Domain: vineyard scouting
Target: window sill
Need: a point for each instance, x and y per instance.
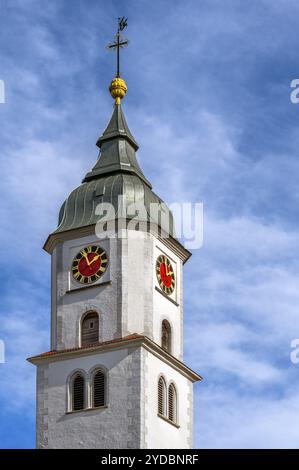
(168, 421)
(95, 408)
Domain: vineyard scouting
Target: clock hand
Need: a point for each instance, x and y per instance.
(166, 267)
(86, 257)
(94, 259)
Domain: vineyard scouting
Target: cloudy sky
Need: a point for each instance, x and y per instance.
(209, 104)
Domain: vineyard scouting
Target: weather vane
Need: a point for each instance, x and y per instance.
(119, 41)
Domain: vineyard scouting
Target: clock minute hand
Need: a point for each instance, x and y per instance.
(86, 257)
(94, 259)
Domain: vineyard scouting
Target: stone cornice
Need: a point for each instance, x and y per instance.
(133, 341)
(170, 242)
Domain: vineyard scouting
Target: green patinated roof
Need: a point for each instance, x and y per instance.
(116, 173)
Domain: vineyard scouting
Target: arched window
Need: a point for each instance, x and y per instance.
(99, 389)
(90, 329)
(166, 336)
(161, 397)
(78, 392)
(172, 403)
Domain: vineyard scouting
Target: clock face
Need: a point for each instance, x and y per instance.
(89, 264)
(165, 274)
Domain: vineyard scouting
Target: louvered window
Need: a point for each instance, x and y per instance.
(172, 403)
(166, 336)
(90, 329)
(99, 391)
(161, 397)
(78, 393)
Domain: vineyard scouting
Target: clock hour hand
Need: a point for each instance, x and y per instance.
(94, 259)
(86, 257)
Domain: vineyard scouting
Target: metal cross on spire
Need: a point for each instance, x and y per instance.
(119, 41)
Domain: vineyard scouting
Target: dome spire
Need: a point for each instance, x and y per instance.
(118, 87)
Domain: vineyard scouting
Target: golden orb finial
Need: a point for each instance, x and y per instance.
(118, 89)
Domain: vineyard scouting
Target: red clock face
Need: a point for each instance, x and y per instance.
(89, 264)
(165, 274)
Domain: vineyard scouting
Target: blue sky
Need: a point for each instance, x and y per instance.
(209, 104)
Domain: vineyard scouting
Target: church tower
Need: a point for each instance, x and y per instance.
(114, 376)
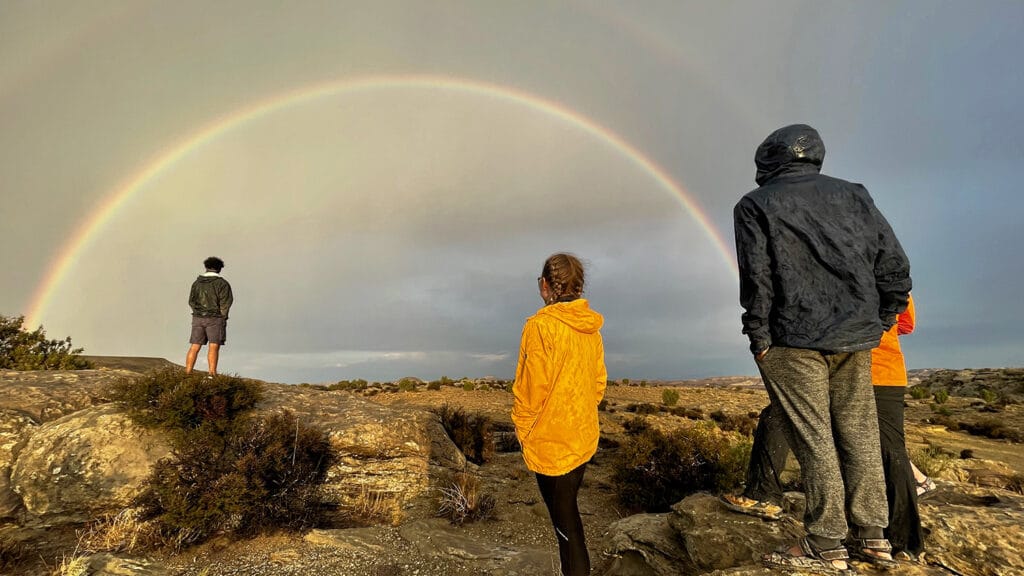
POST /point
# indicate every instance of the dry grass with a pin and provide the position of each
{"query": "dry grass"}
(123, 532)
(463, 500)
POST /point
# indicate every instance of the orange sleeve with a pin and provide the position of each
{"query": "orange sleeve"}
(907, 319)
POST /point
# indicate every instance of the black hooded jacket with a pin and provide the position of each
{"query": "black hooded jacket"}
(819, 266)
(211, 297)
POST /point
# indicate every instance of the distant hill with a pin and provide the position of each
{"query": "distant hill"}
(133, 363)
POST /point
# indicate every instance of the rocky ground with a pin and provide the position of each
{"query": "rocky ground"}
(975, 523)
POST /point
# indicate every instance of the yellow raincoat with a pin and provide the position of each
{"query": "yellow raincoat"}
(559, 381)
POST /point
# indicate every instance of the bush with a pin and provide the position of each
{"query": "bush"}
(472, 434)
(920, 393)
(670, 397)
(933, 460)
(173, 400)
(229, 470)
(653, 470)
(31, 351)
(463, 500)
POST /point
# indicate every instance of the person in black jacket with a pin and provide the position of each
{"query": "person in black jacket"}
(821, 276)
(210, 300)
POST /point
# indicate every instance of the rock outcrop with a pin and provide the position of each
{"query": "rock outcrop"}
(69, 455)
(971, 531)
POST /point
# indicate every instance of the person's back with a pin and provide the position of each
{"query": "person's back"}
(828, 253)
(821, 275)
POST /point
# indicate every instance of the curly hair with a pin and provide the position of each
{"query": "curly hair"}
(564, 276)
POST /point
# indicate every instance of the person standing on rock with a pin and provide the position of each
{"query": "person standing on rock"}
(210, 300)
(560, 379)
(821, 277)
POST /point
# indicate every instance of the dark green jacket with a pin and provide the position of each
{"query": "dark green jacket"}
(211, 297)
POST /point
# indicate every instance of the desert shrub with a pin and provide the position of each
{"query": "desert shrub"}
(653, 470)
(920, 393)
(463, 500)
(472, 434)
(228, 470)
(20, 350)
(743, 424)
(1016, 484)
(174, 400)
(670, 397)
(636, 424)
(353, 385)
(992, 427)
(932, 459)
(263, 472)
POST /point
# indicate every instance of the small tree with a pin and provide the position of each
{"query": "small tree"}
(31, 351)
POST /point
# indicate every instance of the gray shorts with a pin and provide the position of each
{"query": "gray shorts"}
(209, 329)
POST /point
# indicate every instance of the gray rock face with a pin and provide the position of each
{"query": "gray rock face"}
(972, 531)
(396, 452)
(85, 464)
(14, 429)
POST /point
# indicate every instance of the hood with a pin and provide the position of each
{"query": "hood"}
(577, 315)
(794, 149)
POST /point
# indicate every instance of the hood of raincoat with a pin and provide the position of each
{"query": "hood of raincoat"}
(794, 149)
(576, 314)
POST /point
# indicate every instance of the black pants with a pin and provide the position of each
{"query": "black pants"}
(901, 490)
(559, 493)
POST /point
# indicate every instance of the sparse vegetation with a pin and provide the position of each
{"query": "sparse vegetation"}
(472, 434)
(463, 500)
(670, 397)
(229, 470)
(653, 469)
(22, 350)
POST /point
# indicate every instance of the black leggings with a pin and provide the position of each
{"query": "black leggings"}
(559, 493)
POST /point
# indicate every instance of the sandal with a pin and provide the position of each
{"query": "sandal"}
(926, 488)
(813, 561)
(750, 506)
(873, 550)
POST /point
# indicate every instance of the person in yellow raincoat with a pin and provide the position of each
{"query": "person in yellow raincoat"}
(560, 379)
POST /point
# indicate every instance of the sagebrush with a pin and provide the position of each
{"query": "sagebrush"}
(654, 469)
(22, 350)
(230, 470)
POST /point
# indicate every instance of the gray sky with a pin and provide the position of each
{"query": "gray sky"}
(398, 230)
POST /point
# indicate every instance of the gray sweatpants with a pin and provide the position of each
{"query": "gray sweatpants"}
(832, 426)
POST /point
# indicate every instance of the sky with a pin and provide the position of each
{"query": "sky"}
(384, 179)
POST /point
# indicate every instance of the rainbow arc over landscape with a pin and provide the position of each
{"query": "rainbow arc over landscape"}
(93, 223)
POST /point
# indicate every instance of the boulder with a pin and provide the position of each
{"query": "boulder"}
(14, 428)
(85, 464)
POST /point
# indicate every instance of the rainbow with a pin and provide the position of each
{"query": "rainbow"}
(95, 221)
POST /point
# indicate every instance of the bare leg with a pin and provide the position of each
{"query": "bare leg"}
(211, 357)
(190, 357)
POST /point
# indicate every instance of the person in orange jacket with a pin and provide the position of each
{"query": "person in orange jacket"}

* Exercise goal *
All of the data needs repeating exactly, but the pictures do not.

* Result of the task *
Domain: vineyard scouting
Target: window sill
Need: a point for each instance, x and y per instance.
(168, 421)
(95, 408)
Domain: vineyard scouting
Target: clock hand
Need: a point for each instance, x and y per instance.
(166, 267)
(86, 257)
(94, 259)
Domain: vineyard scouting
Target: cloudy sky
Need: a point for each instance, x and y per instance.
(209, 104)
Domain: vineyard scouting
Target: weather vane
Need: a point for each instance, x and y per instance.
(119, 41)
Domain: vineyard scouting
Target: clock minute hand
Need: a point for each instance, x and y per instance.
(86, 257)
(94, 259)
Domain: vineyard scouting
Target: stone cornice
Need: a point for each instance, x and y per instance.
(133, 341)
(170, 242)
Domain: vineyard scouting
Target: green patinated roof
Need: a point for each instance, x and y per instance.
(116, 173)
Domain: vineyard scouting
Target: arched window
Need: a point for each instance, x and y per instance.
(99, 389)
(90, 329)
(166, 336)
(161, 397)
(78, 392)
(172, 403)
Domain: vineyard scouting
Target: clock face
Need: a point for each instance, x and y per instance.
(89, 264)
(165, 274)
Domain: vineyard scouting
Target: louvered window
Need: a point for each instance, x and y per instance.
(172, 403)
(166, 336)
(90, 329)
(99, 391)
(161, 397)
(78, 393)
Domain: vineyard scouting
Target: clock hour hand
Need: a point for each instance, x and y per instance.
(94, 259)
(86, 257)
Domain: vineyard scouting
Target: metal cross on spire
Need: a point for each instance, x and y per instance.
(119, 41)
Domain: vineyard scouting
Target: dome spire
Need: a point for each instance, x and y per instance.
(118, 87)
Domain: vineyard scouting
Target: golden orb finial
Need: a point for each instance, x and y per instance.
(118, 89)
Domain: vineyard scouting
Target: red clock face
Need: a point for each instance, x and y per instance.
(89, 264)
(165, 274)
Domain: vineyard scouting
Target: blue sky
Need: a point for each instance, x and y per instance.
(209, 104)
Domain: vineyard scouting
Target: church tower
Need: a point for each instance, x and y per instance.
(114, 376)
POST /point
# indicate every instance of the dry grass with a pin and provide the position of each
{"query": "dry grass"}
(123, 532)
(463, 500)
POST /point
# indicate every instance of the orange sleeve with a pin and provide the position of each
{"query": "orange sleeve"}
(907, 319)
POST /point
# indicate every instance of the black hooded jacket with a pin and provide the position of each
{"query": "black hooded jacket"}
(819, 266)
(211, 297)
POST /point
# indicate every instance of the distant hill with a pin and provide the position of each
{"query": "distant hill"}
(133, 363)
POST /point
# indicate every instance of the rocky ground with a pin and provide the position of each
{"query": "rocky ground"}
(975, 523)
POST /point
# indicate every instance of the yellow raincoat with a pin and provide the position of each
{"query": "yellow raincoat"}
(559, 381)
POST /point
# indicate every instance of the bush with a pin and provide the position of each
{"query": "bush"}
(472, 434)
(920, 393)
(670, 397)
(933, 460)
(173, 400)
(229, 470)
(653, 470)
(31, 351)
(463, 500)
POST /point
# indicate every instance of the person in black jacket with a pin and provide the position of each
{"query": "person in black jacket"}
(821, 276)
(210, 300)
POST /point
# indicate every instance of the rock outcrop with a pin and provide the position of each
{"query": "rock outcrop"}
(69, 455)
(971, 531)
POST /point
# indicate every instance of the person's back with a pin and provide the position of each
{"query": "person's back"}
(828, 253)
(821, 275)
POST /point
# indicate every instance of the curly hair with a pin and provide the position of each
{"query": "curly hair"}
(564, 276)
POST /point
# indicate every instance of the person standing on rock with a pin and provide the position of each
{"query": "person standing on rock"}
(210, 300)
(560, 379)
(821, 277)
POST /point
# indicate every instance of the dark green jacket with a pin and provide the position of each
{"query": "dark green jacket"}
(211, 297)
POST /point
# indicate every instance of the desert shrub with a pin and provide the position of each
{"query": "desert shrub"}
(653, 470)
(920, 393)
(463, 500)
(472, 434)
(228, 470)
(20, 350)
(743, 424)
(1016, 484)
(174, 400)
(670, 397)
(636, 424)
(353, 385)
(992, 427)
(932, 459)
(263, 472)
POST /point
# indicate every instance of the small tree with a pin and provide the position of each
{"query": "small tree"}
(31, 351)
POST /point
# indicate every instance of the gray shorts with a pin and provide the position of each
{"query": "gray shorts"}
(209, 329)
POST /point
# indicate every instance of the gray rock face with a pin and provide the position of each
{"query": "gray rock face"}
(972, 531)
(396, 452)
(85, 464)
(14, 429)
POST /point
# indicate every instance of the hood with a pin and provide the position of each
{"query": "hood"}
(577, 315)
(794, 149)
POST /point
# indicate every instance of the hood of raincoat with a pin and provide the position of each
{"query": "hood of raincoat"}
(794, 149)
(576, 314)
POST /point
# indicate every instance of the black pants with a pin and provide the position of each
{"query": "black pants"}
(901, 490)
(559, 493)
POST /point
# indicate every instance of the sparse vegetation with a pin and provide the position of each
{"query": "sparse vegetation"}
(472, 434)
(463, 500)
(670, 397)
(229, 470)
(653, 469)
(22, 350)
POST /point
# indicate every instance of the black leggings with a pin and provide the position of each
{"query": "black leggings"}
(559, 493)
POST /point
# indicate every instance of the sandal with a pin and provide the position of each
{"query": "sandal"}
(926, 488)
(813, 561)
(750, 506)
(873, 550)
POST /point
# indicate every instance of the person in yellow raincoat with a pin and provide the position of each
{"query": "person in yellow raincoat"}
(560, 379)
POST /point
# indicate every instance of the sagebrush with a pin and provide the position of each
{"query": "sagebrush"}
(654, 469)
(22, 350)
(230, 470)
POST /point
# indicate every instance of the gray sky with a pin and provide the position of each
{"query": "gray sky"}
(398, 230)
POST /point
# indicate every instance of the gray sweatpants with a pin and provide the position of each
{"query": "gray sweatpants"}
(832, 426)
POST /point
# indicate every instance of the sky with a pin and provide the position of each
{"query": "sky"}
(384, 179)
POST /point
# indicate every instance of the rainbow arc over landscape with a pin and provide the position of each
{"query": "rainbow arc over landscape"}
(93, 223)
POST /point
# indicate every instance of the boulder with a pin and provide the position of each
{"query": "boulder"}
(14, 428)
(85, 464)
POST /point
# indicate every instance of the rainbow with a pin and provide the position of each
{"query": "rainbow"}
(95, 221)
POST /point
# indicate every instance of the bare leg with a pin and provide the position of each
{"query": "bare leg"}
(211, 357)
(190, 357)
POST /point
# indicate every instance of the person in orange jacket with a pin and provide the position of each
{"query": "person in orange jacket"}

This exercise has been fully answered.